- **Requirements**: Change each "glowing" in the data below to "shining", and leave everything else as it is.

- **Records shown**:
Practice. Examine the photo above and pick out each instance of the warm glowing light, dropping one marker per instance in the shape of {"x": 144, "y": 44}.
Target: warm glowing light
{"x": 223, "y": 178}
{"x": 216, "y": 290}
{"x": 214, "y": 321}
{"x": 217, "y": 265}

- **Exercise answer**:
Practice. Examine the photo above and pick out each instance of the warm shining light, dropping one marker per instance in the shape of {"x": 144, "y": 44}.
Target: warm shining light
{"x": 223, "y": 178}
{"x": 216, "y": 290}
{"x": 214, "y": 321}
{"x": 217, "y": 265}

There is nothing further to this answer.